§ Indicación
Cita sin ningún cambio todo lo que va desde el comienzo del material hasta la línea que contiene "[1126,274,1152,318]", con ambos extremos incluidos.

>>>

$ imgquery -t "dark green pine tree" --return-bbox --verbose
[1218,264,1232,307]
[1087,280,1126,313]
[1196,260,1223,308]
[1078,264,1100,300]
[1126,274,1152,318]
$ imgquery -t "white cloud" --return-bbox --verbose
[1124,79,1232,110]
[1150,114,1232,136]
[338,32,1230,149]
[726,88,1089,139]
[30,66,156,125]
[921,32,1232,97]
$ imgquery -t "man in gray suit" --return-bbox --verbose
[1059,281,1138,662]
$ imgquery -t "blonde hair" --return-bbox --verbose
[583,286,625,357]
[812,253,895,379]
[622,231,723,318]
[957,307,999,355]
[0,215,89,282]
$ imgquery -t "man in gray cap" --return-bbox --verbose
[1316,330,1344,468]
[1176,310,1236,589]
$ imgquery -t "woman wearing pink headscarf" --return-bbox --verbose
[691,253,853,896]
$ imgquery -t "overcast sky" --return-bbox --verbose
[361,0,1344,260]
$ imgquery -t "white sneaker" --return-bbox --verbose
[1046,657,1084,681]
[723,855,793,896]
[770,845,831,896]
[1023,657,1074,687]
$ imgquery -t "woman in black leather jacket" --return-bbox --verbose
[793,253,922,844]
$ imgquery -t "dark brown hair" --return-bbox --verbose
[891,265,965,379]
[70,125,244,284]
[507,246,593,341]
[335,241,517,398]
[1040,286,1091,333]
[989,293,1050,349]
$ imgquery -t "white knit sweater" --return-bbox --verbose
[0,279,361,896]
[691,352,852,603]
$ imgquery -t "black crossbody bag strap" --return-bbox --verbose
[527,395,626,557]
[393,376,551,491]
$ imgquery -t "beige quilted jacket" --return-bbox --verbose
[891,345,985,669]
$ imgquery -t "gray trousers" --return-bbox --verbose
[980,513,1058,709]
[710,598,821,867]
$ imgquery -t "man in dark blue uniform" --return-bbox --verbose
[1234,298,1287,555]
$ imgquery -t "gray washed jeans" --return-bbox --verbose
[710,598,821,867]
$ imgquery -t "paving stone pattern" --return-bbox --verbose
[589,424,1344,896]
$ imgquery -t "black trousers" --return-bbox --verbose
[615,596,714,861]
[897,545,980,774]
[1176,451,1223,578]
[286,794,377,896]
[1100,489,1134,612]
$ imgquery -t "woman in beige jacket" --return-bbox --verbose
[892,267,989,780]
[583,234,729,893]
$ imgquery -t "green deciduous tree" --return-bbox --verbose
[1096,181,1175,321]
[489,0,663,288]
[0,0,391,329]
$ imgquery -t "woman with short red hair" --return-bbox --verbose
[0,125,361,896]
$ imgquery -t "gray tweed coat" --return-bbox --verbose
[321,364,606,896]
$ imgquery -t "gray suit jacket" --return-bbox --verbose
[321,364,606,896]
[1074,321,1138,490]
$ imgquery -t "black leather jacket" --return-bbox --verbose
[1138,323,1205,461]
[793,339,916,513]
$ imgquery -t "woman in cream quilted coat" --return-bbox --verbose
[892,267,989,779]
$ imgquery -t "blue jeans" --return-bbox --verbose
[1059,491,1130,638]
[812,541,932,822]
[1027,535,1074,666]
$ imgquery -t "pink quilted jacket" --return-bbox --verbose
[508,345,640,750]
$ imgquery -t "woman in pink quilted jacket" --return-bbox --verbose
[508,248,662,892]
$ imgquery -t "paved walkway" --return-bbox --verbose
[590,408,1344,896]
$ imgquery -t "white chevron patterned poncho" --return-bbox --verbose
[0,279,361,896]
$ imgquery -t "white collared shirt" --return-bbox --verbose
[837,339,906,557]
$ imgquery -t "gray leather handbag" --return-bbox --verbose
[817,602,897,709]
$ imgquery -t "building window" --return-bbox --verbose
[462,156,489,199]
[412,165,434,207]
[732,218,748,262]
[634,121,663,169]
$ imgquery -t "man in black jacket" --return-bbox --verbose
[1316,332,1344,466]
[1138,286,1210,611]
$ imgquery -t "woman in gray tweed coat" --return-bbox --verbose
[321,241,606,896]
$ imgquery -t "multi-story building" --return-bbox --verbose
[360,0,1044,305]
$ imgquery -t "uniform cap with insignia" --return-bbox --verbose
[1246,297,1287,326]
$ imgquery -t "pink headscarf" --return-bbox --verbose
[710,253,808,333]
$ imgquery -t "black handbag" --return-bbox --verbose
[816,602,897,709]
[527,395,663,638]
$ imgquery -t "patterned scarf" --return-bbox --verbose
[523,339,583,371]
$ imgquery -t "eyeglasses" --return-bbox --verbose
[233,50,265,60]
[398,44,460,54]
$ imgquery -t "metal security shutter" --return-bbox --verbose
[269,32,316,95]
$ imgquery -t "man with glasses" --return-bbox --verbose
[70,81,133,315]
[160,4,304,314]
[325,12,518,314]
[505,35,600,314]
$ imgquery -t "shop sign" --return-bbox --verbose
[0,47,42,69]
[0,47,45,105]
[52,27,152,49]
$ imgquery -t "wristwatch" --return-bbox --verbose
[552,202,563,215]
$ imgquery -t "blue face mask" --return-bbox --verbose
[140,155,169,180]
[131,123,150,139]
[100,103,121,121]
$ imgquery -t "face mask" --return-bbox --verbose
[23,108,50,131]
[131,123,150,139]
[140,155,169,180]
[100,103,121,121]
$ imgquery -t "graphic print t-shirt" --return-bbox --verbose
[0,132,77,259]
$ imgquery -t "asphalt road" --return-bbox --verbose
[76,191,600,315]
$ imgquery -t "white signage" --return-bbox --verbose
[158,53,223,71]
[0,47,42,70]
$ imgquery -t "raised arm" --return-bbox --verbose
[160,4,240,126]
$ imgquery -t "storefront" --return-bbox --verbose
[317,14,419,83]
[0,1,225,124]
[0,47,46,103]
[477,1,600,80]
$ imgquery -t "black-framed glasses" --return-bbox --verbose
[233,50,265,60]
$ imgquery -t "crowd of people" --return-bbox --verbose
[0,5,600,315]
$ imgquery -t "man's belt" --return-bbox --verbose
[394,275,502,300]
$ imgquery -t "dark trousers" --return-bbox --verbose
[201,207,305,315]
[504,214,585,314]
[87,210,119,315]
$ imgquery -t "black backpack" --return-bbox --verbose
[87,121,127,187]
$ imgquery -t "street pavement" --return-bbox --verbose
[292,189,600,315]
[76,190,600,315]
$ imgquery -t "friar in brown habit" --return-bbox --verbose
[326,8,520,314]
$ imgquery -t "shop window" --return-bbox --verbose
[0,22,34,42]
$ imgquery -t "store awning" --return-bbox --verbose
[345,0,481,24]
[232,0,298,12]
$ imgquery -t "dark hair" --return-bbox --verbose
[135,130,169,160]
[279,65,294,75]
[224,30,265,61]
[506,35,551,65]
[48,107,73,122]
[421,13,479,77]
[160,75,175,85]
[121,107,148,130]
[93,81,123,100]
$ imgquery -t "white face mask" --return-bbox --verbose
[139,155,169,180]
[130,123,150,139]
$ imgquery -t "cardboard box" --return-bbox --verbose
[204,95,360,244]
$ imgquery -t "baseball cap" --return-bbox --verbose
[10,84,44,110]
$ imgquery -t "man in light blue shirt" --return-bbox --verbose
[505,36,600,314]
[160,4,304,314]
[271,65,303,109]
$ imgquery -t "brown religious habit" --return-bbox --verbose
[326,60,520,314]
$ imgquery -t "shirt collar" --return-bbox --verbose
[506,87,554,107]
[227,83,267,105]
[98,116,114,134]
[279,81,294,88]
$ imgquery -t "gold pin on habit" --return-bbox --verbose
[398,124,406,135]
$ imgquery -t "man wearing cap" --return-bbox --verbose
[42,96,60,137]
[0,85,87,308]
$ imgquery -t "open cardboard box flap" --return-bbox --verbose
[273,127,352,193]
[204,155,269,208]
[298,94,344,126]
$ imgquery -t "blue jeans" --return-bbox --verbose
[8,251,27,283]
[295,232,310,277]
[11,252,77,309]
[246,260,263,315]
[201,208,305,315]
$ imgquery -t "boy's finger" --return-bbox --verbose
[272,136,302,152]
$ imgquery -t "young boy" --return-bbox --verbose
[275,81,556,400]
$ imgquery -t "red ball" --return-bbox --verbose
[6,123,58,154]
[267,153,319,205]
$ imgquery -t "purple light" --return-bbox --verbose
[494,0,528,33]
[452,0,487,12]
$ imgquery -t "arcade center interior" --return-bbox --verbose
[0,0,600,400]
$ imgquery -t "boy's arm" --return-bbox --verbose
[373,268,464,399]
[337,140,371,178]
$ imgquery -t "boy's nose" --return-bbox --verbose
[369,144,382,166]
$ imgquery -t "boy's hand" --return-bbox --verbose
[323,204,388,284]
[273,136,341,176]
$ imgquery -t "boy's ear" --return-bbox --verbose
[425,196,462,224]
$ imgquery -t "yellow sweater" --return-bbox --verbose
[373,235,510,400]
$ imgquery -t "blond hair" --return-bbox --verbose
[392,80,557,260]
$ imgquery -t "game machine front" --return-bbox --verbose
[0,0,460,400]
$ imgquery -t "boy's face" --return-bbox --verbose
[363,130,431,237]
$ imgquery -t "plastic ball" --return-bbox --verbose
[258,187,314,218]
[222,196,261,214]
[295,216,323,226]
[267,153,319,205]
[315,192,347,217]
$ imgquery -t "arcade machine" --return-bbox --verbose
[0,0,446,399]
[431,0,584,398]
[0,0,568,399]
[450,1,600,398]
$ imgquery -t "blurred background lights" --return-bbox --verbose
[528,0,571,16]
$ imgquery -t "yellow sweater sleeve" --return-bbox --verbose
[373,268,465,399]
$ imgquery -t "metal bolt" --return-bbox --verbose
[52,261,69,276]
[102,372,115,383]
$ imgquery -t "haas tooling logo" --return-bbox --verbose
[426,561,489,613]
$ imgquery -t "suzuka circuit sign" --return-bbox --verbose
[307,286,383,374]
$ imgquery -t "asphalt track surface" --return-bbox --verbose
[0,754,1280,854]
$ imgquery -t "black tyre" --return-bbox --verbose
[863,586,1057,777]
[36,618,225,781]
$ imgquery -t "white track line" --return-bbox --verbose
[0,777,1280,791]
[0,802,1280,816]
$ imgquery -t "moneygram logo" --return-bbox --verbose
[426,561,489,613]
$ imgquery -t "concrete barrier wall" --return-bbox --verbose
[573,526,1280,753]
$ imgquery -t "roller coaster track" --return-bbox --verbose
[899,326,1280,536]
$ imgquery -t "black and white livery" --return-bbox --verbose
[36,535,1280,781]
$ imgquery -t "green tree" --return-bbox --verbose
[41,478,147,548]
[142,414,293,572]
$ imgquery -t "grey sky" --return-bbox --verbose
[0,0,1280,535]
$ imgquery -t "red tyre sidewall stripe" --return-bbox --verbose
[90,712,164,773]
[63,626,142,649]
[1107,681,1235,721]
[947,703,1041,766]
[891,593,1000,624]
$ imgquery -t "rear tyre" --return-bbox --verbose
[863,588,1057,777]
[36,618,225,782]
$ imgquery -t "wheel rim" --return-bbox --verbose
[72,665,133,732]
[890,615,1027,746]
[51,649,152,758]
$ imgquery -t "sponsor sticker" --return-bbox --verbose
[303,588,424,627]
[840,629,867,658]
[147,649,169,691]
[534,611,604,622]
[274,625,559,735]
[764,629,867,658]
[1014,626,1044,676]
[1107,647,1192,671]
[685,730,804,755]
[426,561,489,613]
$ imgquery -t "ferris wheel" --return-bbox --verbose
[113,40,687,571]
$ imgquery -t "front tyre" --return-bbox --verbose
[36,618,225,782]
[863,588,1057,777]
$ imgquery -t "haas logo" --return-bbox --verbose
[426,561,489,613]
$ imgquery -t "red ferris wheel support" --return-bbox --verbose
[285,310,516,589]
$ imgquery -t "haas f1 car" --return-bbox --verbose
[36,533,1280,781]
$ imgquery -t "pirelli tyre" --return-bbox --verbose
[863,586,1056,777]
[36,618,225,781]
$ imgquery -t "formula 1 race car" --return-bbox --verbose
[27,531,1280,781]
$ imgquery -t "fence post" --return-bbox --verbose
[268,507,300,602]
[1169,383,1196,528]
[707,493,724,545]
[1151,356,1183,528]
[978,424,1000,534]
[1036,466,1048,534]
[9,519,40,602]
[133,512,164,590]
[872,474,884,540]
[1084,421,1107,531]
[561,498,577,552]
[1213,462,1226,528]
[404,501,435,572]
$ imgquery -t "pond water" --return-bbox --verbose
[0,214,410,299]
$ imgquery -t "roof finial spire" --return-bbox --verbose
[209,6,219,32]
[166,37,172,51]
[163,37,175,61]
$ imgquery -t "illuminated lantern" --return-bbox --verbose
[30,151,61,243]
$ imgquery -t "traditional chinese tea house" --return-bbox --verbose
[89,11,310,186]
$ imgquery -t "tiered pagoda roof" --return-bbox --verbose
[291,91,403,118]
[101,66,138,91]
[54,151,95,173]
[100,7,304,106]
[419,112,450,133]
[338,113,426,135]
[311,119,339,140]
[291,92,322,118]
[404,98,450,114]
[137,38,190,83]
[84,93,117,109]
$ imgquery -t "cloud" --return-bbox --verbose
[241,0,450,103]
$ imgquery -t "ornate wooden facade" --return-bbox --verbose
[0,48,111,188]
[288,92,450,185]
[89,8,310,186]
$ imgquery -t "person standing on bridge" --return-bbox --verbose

<<<

§ Ejercicio resuelto
$ imgquery -t "dark green pine tree" --return-bbox --verbose
[1218,264,1232,307]
[1087,280,1126,313]
[1196,260,1223,308]
[1078,264,1100,300]
[1126,274,1152,318]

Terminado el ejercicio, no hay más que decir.